START INPUT DATA
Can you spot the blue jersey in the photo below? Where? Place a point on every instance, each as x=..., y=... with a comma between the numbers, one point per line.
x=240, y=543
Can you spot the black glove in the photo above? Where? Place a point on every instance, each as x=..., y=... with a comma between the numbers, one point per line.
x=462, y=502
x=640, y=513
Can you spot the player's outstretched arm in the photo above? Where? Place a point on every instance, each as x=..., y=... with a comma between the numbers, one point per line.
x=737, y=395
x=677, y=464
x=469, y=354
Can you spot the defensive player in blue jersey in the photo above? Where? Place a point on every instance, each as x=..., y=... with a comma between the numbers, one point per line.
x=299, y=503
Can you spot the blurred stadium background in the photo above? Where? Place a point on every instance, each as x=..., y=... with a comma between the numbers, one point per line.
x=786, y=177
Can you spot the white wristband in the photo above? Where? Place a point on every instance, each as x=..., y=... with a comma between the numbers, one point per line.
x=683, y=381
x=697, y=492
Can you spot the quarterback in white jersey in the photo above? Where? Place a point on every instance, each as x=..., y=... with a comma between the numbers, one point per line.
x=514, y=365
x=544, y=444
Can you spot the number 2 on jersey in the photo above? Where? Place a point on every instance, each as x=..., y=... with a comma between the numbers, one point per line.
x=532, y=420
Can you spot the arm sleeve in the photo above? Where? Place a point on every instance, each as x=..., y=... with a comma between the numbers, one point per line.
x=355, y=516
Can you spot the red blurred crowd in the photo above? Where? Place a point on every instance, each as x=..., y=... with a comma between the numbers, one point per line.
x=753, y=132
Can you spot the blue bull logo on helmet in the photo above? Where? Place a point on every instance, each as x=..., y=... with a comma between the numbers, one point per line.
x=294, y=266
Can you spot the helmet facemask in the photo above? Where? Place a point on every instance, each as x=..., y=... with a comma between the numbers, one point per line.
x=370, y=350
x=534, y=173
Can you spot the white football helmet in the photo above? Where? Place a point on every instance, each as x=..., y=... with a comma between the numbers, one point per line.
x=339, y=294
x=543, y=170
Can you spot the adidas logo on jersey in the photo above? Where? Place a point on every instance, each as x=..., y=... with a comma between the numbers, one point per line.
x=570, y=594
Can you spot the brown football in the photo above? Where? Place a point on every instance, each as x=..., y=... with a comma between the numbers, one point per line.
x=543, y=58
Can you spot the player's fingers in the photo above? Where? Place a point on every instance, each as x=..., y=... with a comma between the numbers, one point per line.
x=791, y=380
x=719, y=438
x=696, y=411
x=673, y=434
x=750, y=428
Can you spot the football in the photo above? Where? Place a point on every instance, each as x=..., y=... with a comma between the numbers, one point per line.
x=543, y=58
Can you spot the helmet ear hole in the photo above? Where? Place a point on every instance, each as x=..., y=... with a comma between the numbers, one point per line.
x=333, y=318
END INPUT DATA
* _WHAT YOU SHOULD DO_: Find the line that contains "Can you spot the football". Copy it and every line after it to the end of the records, exactly, and nothing more.

* _ANSWER FOR THIS EXERCISE_:
Can you spot the football in the photo above? Where? Place a point on every instance, each as x=..., y=... with a comma between the numbers, one point per line.
x=543, y=58
Can you spot the helmet ear hole in the photo above? Where? Place a point on every instance, each as x=..., y=... with a comma between the numbers, one point per line.
x=333, y=318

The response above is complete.